(Document excerpt begins)

Researchers from the University of Illinois at Urbana-Champaign and the University of California-Davis (UC Davis) are combining in vivo experimentation with computation for highly accurate prediction of the genome-wide binding pattern of a key protein involved in brain disorders.
"The MeCP2 gene is critical for proper brain development and expressed at near-histone levels in neurons, but the mechanism of its genomic localization remains poorly understood," explained Jun Song, a professor of bioengineering and of physics at the University of Illinois at Urbana-Champaign. "Using high-resolution MeCP2 binding data, we show that DNA sequence features alone can predict binding with 88% accuracy."
Even though every cell in a person's body contains the same DNA sequence, it is possible to have hundreds of different cell types with distinct shapes and functions, because the access to genetic information encoded in DNA is regulated in a cell type-specific manner. One way of regulating the information access is through chemically modifying DNA with methylation, which is in turn recognized by various proteins that physically interact with other factors to control transcriptional activities.
According to Tomas Rube, a postdoctoral researcher in Song's research group, MeCP2 is one of the proteins previously identified to bind methylated CG dinucleotides.

(Document excerpt ends)
(Supplied data begins)

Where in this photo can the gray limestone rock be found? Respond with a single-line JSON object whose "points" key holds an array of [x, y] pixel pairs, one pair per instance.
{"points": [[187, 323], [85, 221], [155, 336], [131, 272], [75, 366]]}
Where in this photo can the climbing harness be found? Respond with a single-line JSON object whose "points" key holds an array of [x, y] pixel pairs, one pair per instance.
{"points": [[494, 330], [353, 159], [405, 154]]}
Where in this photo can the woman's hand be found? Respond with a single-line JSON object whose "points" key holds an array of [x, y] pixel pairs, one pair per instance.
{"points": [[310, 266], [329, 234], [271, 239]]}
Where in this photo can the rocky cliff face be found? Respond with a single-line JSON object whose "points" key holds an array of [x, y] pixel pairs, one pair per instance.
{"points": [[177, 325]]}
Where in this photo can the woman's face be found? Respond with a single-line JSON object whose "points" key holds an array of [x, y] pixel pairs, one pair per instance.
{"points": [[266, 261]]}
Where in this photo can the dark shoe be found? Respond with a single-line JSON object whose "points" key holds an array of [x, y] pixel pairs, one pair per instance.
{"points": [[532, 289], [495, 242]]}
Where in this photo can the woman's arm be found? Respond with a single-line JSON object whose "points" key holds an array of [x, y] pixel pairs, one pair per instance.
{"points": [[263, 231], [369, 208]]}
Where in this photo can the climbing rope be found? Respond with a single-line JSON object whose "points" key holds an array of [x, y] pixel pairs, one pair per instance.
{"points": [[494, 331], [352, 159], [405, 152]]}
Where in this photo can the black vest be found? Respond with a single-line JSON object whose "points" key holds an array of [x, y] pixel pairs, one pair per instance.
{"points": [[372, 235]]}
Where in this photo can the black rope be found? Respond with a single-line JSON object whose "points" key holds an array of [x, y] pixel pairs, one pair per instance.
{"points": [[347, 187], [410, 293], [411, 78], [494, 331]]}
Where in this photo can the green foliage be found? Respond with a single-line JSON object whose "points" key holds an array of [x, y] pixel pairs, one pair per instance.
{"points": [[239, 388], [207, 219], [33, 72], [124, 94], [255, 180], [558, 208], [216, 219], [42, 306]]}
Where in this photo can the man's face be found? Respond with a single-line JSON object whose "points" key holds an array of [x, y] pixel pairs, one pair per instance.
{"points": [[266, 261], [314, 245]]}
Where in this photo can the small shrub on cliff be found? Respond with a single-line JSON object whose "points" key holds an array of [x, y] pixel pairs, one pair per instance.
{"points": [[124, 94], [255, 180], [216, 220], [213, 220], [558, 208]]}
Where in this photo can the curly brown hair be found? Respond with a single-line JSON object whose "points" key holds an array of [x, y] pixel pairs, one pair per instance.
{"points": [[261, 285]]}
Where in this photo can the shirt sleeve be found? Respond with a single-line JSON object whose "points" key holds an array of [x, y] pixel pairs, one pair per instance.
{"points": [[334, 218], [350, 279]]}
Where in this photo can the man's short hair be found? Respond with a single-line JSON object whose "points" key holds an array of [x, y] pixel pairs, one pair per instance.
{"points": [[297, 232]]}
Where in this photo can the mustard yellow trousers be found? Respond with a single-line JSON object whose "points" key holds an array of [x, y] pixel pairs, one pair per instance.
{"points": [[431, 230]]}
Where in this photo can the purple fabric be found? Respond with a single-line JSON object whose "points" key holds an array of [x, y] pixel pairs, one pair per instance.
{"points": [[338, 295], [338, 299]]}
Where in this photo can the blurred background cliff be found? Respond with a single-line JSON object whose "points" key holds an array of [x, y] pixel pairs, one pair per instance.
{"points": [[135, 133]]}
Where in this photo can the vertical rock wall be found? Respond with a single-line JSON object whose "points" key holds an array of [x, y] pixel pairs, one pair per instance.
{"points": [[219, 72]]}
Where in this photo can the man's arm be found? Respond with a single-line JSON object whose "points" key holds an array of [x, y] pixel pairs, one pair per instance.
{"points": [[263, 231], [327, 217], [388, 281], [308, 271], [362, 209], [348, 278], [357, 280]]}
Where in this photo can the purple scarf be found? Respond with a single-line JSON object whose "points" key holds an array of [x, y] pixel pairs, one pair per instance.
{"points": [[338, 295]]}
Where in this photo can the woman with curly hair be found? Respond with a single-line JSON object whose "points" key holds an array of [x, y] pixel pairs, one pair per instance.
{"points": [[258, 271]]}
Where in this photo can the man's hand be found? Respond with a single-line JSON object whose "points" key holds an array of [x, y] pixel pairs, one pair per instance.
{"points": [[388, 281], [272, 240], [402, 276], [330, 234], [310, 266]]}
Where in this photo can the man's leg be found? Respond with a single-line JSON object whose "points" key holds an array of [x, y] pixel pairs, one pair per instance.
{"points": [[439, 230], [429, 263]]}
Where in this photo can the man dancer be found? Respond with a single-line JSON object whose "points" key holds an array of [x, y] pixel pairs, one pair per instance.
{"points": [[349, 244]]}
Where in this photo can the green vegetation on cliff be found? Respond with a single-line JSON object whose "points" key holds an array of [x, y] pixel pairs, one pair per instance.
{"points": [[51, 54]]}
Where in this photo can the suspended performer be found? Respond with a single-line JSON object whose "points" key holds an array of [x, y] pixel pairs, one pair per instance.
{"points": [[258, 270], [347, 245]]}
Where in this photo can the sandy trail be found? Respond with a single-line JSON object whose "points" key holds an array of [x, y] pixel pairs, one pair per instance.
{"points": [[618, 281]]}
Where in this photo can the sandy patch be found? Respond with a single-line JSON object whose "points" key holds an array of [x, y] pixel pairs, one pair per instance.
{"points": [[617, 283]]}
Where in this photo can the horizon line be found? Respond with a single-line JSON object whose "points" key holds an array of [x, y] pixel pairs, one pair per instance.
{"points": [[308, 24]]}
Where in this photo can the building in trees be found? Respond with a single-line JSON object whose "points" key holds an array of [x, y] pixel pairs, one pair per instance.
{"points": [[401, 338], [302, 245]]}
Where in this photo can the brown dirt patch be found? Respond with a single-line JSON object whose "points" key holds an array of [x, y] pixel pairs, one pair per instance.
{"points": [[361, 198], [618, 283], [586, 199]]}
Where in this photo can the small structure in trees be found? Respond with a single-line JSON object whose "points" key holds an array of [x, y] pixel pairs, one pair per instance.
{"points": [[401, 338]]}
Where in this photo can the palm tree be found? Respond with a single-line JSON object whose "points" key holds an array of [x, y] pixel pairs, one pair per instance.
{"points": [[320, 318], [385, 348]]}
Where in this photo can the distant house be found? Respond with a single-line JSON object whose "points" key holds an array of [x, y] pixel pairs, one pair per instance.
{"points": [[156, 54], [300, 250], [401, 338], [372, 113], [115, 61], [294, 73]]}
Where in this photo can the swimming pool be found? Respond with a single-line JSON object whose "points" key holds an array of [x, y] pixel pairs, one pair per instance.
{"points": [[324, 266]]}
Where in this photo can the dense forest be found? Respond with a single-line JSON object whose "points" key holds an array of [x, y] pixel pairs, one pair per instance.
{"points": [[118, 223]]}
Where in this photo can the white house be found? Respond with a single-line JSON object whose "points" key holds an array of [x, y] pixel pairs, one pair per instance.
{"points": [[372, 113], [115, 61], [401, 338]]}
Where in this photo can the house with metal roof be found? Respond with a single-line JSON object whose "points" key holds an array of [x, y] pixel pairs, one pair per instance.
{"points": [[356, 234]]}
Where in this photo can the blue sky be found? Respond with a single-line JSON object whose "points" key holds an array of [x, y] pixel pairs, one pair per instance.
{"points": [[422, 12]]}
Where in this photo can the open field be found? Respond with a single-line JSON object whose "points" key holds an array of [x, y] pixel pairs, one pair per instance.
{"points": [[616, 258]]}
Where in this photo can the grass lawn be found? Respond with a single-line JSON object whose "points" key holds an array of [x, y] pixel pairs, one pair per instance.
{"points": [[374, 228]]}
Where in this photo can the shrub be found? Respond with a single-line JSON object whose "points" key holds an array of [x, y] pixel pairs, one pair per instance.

(Supplied data ends)

**Work to complete**:
1 - Copy everything in the MeCP2 article from "According to Tomas" down to "methylated CG dinucleotides.", swapping "postdoctoral researcher" for "research scientist".
2 - Write the next part of the MeCP2 article, picking up right after its final sentence.
The listing has nothing to do with this work.

**Response list**:
1 -
According to Tomas Rube, a research scientist in Song's research group, MeCP2 is one of the proteins previously identified to bind methylated CG dinucleotides.

2 -
"Mutations in the MeCP2 gene are directly linked to a severe brain disorder known as the Rett Syndrome, but the genome-wide binding pattern and function of MeCP2 remain poorly understood," said Rube, the lead author of the paper, "Sequence Features Accurately Predict Genome-wide MeCP2 Binding in vivo," appearing in Nature Communications.
In neurons, MeCP2 is approximately as abundant as histone octamers in the nucleus and is believed to be broadly distributed throughout chromatin. This high abundance has posed a major technical challenge in mapping the genome-wide binding sites of MeCP2 and characterizing the precise DNA sequence features that help recruit MeCP2.
The researchers showed that MeCP2 densely covers the genome in a manner that can be accurately predicted using DNA sequence features alone and that local MeCP2 binding activities can help explain the pattern of gene expression in neurons.
"These findings provide key insights into this important epigenetic regulator and highlight the complexity of understanding the relation between DNA sequence and gene regulation," stated Wooje Lee, a co-first author and a postdoctoral fellow in the laboratory of Qizhi Gong, professor of cell biology and human anatomy at the UC Davis School of Medicine and co-senior author of this study. Dr. Gong's laboratory and her colleagues at UC Davis did the experimental work, while Dr. Song's group handled the complex computation and modeling.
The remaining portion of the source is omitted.